* _Instructions to follow_
From the records below, pick out every line that contains the string "query", and treat uppercase and lowercase as different.

════════

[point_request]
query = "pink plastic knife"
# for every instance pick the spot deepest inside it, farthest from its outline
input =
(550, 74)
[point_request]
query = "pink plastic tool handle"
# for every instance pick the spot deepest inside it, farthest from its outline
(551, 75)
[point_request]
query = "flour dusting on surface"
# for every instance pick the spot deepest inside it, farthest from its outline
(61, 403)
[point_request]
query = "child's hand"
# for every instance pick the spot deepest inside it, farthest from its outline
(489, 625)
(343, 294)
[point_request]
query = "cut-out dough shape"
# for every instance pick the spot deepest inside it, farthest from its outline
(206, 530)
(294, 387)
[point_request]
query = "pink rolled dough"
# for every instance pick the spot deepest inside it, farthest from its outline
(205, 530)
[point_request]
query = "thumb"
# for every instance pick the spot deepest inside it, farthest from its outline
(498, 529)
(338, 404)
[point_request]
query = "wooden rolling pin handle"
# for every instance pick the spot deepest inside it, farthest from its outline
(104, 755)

════════

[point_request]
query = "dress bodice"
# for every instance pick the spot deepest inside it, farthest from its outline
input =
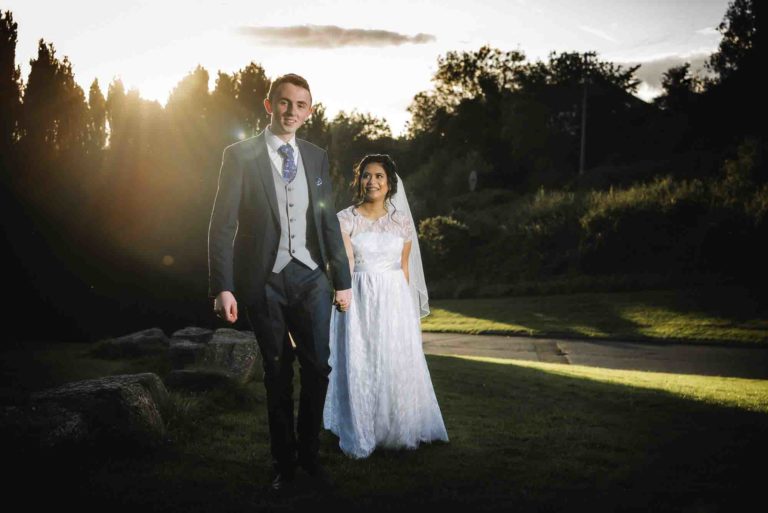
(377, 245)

════════

* _Response_
query = "pink plastic knife"
query = "pink plastic tool handle"
query = "flour dusting on surface"
query = "child's hand"
query = "cut-out dough shape"
query = "pink rolled dough"
query = "thumb"
query = "wooden rolling pin handle"
query = "dress bodice"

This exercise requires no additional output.